**What is asked:**
Lay out the records below as a Markdown table with two columns, Row and Line, putting each non-blank line in its own numbered row. Leave the pictures out of the table.

· · · · ·

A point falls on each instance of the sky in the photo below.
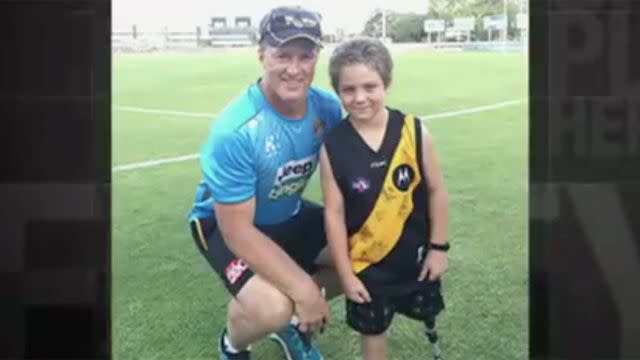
(185, 15)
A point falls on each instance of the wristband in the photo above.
(439, 247)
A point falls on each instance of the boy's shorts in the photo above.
(373, 318)
(302, 237)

· · · · ·

**Answer to the task:**
| Row | Line |
|---|---|
| 1 | A point falls on each instance of the sky in the photo below. |
| 2 | (185, 15) |
| 3 | A point falls on each instance of the wristband in the photo above. |
| 4 | (439, 247) |
| 5 | A point falls on each instance of the boy's shorts in the photo above. |
| 6 | (373, 318) |
| 7 | (302, 237) |